Raw records
⟨
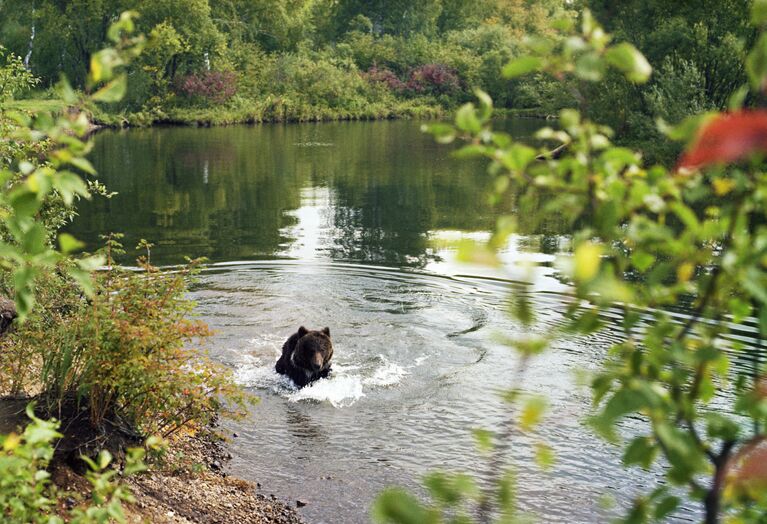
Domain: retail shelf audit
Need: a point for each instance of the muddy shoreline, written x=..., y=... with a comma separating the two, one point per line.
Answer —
x=189, y=486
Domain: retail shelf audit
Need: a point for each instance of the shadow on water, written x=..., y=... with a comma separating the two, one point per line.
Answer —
x=352, y=225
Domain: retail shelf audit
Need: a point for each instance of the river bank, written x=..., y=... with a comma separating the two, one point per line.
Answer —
x=189, y=486
x=258, y=112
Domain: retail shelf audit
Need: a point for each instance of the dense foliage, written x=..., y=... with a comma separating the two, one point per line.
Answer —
x=107, y=352
x=287, y=59
x=27, y=495
x=646, y=240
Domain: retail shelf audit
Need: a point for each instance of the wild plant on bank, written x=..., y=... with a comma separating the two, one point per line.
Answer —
x=645, y=239
x=27, y=495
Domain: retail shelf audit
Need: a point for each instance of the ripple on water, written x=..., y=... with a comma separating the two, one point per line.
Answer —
x=417, y=365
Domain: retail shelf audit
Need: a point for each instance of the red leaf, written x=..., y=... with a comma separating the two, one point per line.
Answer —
x=728, y=138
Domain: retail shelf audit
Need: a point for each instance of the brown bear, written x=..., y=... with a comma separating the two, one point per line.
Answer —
x=306, y=356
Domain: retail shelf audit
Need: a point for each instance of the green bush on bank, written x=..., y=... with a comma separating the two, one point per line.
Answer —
x=109, y=352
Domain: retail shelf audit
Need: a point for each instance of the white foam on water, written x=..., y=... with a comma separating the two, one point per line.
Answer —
x=339, y=391
x=347, y=383
x=387, y=375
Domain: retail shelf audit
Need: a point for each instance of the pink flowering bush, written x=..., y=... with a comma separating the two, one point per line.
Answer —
x=211, y=86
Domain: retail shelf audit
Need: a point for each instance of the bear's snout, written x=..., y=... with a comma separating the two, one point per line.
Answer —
x=317, y=362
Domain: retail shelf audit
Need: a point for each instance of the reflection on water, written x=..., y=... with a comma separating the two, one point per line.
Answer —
x=360, y=191
x=350, y=225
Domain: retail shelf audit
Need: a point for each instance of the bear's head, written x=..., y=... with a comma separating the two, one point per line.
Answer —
x=313, y=350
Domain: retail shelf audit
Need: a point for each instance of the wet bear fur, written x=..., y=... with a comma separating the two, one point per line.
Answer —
x=306, y=356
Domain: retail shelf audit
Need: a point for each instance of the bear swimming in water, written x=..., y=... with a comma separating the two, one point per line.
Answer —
x=306, y=356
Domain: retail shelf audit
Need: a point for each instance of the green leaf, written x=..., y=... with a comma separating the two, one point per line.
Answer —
x=590, y=67
x=24, y=202
x=759, y=12
x=522, y=66
x=397, y=506
x=34, y=239
x=485, y=105
x=587, y=260
x=756, y=63
x=642, y=260
x=627, y=58
x=69, y=184
x=114, y=91
x=69, y=244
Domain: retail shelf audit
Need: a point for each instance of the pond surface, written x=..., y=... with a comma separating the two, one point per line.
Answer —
x=351, y=226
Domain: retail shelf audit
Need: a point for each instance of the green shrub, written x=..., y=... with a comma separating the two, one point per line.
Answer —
x=126, y=354
x=27, y=495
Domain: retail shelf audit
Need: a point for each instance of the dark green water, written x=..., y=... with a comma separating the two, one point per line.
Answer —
x=235, y=193
x=351, y=226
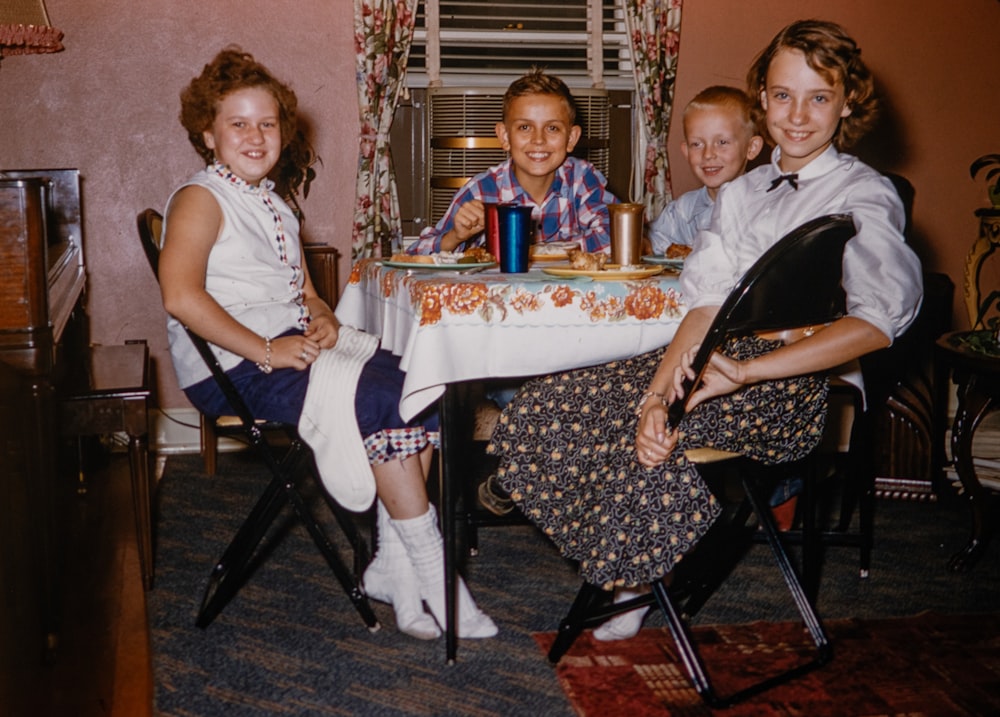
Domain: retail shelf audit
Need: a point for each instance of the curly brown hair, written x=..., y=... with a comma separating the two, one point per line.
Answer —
x=232, y=70
x=834, y=55
x=536, y=82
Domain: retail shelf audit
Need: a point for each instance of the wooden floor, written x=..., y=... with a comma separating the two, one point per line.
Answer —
x=102, y=663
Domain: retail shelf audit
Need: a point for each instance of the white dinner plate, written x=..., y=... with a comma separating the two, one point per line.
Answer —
x=423, y=266
x=659, y=260
x=610, y=272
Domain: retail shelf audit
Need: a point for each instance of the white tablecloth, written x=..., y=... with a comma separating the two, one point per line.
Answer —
x=450, y=327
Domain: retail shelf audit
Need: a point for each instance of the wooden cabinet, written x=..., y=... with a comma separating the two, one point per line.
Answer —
x=41, y=283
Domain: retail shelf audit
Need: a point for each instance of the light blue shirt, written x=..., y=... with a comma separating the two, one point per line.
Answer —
x=681, y=220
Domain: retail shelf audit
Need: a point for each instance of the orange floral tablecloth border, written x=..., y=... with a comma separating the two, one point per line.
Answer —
x=433, y=296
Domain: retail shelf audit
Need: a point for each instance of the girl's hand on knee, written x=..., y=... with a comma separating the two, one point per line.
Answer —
x=654, y=441
x=323, y=330
x=296, y=352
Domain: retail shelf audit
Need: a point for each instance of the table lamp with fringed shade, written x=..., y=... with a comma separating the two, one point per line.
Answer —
x=25, y=29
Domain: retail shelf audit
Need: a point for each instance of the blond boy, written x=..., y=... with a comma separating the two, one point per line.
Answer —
x=720, y=137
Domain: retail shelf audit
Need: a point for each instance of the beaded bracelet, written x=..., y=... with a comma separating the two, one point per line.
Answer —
x=266, y=366
x=645, y=397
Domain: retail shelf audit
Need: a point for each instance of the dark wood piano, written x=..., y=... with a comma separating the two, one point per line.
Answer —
x=41, y=284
⟩
TASK OBJECTIVE
Return every line above that contains the string "white". Matching is case-sensitive.

OUTPUT FOR THIS EXERCISE
Need: a point for each instance of the white foam on water, written x=..., y=... with a comma separating the two, one point per line.
Need: a point for each instance of the white dinner plate, written x=..., y=... with a comma separating the two, one point per line.
Need: a point for each instance of the white tablecloth, written x=..., y=... with a comma separating the two, one point per line.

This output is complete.